## The task
Render the lines below as a JSON list of strings, one string per line and blank lines omitted, from the line containing "above for black" through the line containing "[536,320,568,338]", both included.
··· Records shown
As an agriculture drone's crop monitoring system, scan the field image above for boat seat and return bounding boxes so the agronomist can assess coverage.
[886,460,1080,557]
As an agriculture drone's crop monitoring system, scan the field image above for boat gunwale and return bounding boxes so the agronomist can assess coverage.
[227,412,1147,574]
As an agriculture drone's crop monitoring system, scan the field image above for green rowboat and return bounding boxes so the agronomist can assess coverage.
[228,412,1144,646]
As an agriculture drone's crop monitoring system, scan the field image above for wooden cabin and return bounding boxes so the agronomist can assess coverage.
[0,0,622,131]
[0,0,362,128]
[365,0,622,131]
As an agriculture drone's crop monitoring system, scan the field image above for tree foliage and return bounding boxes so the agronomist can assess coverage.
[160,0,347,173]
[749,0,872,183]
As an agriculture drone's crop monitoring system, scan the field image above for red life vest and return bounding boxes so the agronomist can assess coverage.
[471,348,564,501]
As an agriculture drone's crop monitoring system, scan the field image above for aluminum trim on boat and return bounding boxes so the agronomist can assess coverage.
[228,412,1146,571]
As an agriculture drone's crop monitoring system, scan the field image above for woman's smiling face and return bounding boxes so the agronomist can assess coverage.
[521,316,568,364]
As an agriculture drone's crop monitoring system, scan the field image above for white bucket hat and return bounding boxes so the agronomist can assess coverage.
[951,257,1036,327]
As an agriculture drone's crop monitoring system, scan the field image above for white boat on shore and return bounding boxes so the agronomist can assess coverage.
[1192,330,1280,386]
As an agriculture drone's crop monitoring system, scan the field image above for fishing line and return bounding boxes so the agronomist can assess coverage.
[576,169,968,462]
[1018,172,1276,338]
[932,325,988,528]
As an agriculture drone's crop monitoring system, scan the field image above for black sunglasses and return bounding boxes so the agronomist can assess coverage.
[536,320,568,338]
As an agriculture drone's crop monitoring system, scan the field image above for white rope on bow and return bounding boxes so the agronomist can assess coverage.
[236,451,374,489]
······
··· Records shown
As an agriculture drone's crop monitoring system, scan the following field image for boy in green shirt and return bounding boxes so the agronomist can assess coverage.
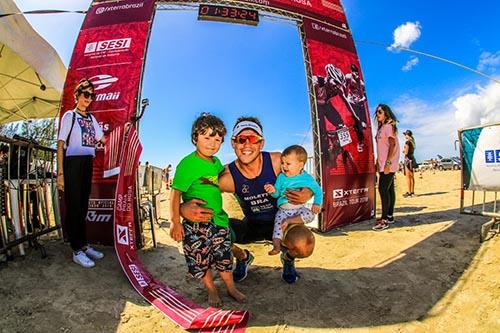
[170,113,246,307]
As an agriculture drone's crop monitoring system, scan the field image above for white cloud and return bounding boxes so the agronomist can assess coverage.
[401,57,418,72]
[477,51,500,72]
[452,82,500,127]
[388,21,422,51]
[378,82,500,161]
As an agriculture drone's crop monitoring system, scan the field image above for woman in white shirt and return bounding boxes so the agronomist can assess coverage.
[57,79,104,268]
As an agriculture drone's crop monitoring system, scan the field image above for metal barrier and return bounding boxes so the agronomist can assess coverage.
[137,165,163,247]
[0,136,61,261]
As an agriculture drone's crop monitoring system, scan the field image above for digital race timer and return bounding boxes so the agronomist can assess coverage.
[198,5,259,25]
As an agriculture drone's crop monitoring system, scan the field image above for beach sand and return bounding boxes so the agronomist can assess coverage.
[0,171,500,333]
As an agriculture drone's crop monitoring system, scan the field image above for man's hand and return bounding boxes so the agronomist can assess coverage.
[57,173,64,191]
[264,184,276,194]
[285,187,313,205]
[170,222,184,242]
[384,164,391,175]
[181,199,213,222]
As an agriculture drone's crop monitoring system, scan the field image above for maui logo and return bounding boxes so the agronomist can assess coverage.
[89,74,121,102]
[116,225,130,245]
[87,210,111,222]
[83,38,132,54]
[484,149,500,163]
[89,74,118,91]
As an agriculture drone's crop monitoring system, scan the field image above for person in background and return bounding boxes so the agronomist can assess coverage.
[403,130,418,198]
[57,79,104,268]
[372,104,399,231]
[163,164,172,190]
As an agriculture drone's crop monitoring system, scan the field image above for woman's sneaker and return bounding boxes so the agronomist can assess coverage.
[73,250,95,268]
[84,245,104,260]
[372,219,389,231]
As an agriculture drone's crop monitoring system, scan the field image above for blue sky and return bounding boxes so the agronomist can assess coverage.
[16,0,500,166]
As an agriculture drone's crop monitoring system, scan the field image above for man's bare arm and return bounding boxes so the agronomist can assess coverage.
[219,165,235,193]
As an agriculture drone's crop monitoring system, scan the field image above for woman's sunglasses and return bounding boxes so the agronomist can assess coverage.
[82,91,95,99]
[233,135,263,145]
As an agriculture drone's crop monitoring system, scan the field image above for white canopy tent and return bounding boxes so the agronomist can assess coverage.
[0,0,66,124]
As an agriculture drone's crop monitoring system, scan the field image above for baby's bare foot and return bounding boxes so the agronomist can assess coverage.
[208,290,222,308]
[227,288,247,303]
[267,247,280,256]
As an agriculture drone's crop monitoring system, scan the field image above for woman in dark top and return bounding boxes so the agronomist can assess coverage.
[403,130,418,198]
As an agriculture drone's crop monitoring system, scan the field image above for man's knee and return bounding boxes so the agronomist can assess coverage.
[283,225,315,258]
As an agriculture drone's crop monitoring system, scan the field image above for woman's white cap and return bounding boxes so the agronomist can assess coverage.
······
··· Records shown
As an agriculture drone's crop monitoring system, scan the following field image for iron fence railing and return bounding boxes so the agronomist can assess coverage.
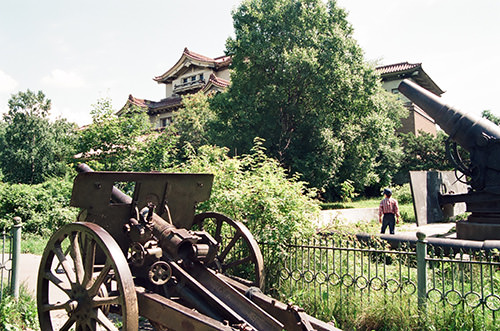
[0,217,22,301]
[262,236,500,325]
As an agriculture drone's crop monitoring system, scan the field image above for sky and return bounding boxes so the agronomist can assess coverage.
······
## Answer to the problem
[
  "As an agriculture drone's crop monitoring system, scan the field image above for black sunglasses and return bounding boxes so the agronomist can assess coverage.",
  "[536,320,568,338]"
]